● Exercise directions: Format the records below as a two-column CSV with the header columns "text" and "answer". Give one row for each record, with its text and its answer each in a single quoted field and every line break replaced by a space.

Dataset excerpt
::::

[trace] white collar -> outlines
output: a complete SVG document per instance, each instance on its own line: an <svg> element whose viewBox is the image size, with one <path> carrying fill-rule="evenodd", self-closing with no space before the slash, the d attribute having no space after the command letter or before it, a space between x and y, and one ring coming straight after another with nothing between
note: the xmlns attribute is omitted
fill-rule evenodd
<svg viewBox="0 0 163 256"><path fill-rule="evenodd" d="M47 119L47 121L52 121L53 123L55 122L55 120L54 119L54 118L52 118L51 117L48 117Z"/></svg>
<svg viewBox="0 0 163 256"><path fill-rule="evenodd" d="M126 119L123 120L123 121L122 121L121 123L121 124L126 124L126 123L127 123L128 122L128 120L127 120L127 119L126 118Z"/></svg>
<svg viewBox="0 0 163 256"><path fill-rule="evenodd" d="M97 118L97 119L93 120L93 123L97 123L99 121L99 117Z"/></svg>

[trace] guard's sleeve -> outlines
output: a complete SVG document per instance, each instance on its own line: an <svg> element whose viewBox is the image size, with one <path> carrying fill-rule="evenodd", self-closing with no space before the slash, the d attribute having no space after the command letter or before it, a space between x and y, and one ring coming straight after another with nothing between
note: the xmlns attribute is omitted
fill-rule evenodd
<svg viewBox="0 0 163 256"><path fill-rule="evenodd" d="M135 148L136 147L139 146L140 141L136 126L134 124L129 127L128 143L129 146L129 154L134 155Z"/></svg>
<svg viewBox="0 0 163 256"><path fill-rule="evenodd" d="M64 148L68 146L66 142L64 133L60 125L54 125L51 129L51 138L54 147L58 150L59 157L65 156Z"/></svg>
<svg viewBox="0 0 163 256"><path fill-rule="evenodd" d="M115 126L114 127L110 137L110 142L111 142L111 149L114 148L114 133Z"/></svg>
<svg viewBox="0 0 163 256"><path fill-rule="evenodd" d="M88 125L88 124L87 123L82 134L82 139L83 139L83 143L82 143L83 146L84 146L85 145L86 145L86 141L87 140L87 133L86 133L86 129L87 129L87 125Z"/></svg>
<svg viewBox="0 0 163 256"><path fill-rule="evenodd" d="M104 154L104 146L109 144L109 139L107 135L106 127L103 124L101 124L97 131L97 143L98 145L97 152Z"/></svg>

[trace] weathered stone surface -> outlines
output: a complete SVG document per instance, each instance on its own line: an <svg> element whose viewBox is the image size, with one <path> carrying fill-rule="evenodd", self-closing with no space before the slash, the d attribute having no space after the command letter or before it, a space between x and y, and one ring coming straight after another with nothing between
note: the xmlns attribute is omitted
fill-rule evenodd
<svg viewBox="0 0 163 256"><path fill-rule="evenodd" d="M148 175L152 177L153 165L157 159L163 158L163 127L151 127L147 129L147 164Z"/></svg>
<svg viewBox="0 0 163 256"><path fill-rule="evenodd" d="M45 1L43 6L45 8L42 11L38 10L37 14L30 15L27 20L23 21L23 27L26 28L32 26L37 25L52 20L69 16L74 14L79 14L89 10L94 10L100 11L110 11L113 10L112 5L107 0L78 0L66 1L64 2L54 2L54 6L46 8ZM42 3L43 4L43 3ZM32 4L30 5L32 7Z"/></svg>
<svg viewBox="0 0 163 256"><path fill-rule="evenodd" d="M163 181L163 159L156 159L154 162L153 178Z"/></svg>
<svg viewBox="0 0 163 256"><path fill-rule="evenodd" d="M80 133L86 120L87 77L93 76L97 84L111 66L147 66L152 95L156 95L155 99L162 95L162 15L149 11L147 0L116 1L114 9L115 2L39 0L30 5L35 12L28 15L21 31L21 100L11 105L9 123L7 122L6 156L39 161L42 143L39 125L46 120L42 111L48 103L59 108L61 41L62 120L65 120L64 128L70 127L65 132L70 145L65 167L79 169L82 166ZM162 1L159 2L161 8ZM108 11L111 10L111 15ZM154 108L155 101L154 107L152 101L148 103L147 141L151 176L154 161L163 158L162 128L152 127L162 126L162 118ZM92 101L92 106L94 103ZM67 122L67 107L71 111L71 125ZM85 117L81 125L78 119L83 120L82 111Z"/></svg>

::::

● Task solution:
text,answer
"[trace] white collar -> outlines output: a complete SVG document per instance, each instance on its own line: an <svg> element whose viewBox is the image size, with one <path> carrying fill-rule=""evenodd"", self-closing with no space before the slash, the d attribute having no space after the command letter or before it, a space between x and y, and one ring coming straight after another with nothing between note: the xmlns attribute is omitted fill-rule evenodd","<svg viewBox=""0 0 163 256""><path fill-rule=""evenodd"" d=""M47 119L47 121L52 121L53 123L55 122L55 120L54 119L54 118L52 118L51 117L48 117Z""/></svg> <svg viewBox=""0 0 163 256""><path fill-rule=""evenodd"" d=""M126 119L123 120L123 121L122 121L121 123L121 124L126 124L126 123L127 123L128 122L128 120L127 120L127 119L126 118Z""/></svg> <svg viewBox=""0 0 163 256""><path fill-rule=""evenodd"" d=""M97 118L97 119L93 120L93 123L97 123L99 121L99 117Z""/></svg>"
"[trace] guard's sleeve -> outlines output: a complete SVG document per instance, each instance on its own line: an <svg> element whose viewBox is the image size, with one <path> carrying fill-rule=""evenodd"", self-closing with no space before the slash, the d attribute having no space after the command letter or before it, a space between x and y, and one ring coming straight after another with nothing between note: the xmlns attribute is omitted fill-rule evenodd","<svg viewBox=""0 0 163 256""><path fill-rule=""evenodd"" d=""M135 148L136 147L139 146L140 141L136 126L134 124L129 127L128 143L129 146L129 154L134 155Z""/></svg> <svg viewBox=""0 0 163 256""><path fill-rule=""evenodd"" d=""M64 148L68 146L66 142L64 133L60 125L54 125L51 129L51 138L54 147L58 150L59 157L65 156Z""/></svg> <svg viewBox=""0 0 163 256""><path fill-rule=""evenodd"" d=""M115 126L114 127L110 137L110 142L111 142L111 149L114 148L114 133Z""/></svg> <svg viewBox=""0 0 163 256""><path fill-rule=""evenodd"" d=""M88 125L88 124L87 123L82 134L82 139L83 139L83 143L82 143L83 146L84 146L85 145L86 145L86 141L87 140L87 133L86 133L86 129L87 129L87 125Z""/></svg> <svg viewBox=""0 0 163 256""><path fill-rule=""evenodd"" d=""M104 154L104 146L109 144L109 139L107 135L106 127L103 124L101 124L97 131L97 143L98 145L97 152Z""/></svg>"
"[trace] weathered stone surface -> outlines output: a complete SVG document per instance, each instance on its own line: an <svg> element whose viewBox is the image size, with one <path> carrying fill-rule=""evenodd"", self-closing with no space before the slash, the d attribute having no space after the command letter or before it, a space between x and y, and one ring coming straight after another with nothing between note: the xmlns attribute is omitted fill-rule evenodd","<svg viewBox=""0 0 163 256""><path fill-rule=""evenodd"" d=""M148 175L152 177L153 165L157 159L163 158L163 127L151 127L147 129L147 164Z""/></svg> <svg viewBox=""0 0 163 256""><path fill-rule=""evenodd"" d=""M45 1L43 6L45 8L42 11L38 10L37 14L30 15L27 20L23 21L23 27L26 28L32 26L37 25L52 20L69 16L74 14L79 14L89 10L94 10L100 11L110 11L113 10L112 5L107 0L78 0L66 1L64 2L54 2L54 6L46 8ZM42 3L43 4L43 3ZM32 4L30 5L32 7Z""/></svg> <svg viewBox=""0 0 163 256""><path fill-rule=""evenodd"" d=""M163 181L163 159L156 159L154 162L153 178Z""/></svg> <svg viewBox=""0 0 163 256""><path fill-rule=""evenodd"" d=""M80 133L86 120L87 77L93 76L97 84L111 66L147 66L152 95L156 95L155 99L162 95L162 15L149 11L147 0L116 1L114 9L115 2L39 0L30 5L35 12L28 15L21 31L21 100L11 105L9 123L7 122L6 156L39 161L42 143L39 125L46 120L42 111L48 103L59 108L61 41L62 120L65 120L64 128L70 127L65 132L70 145L65 167L79 169L82 166ZM162 1L159 2L161 8ZM108 11L111 10L111 15ZM154 108L155 101L154 107L152 101L148 103L147 141L151 176L154 161L163 158L162 128L152 127L162 126L162 118ZM92 101L92 106L94 103ZM67 122L67 107L71 111L71 125ZM85 117L81 125L78 119L83 120L82 111Z""/></svg>"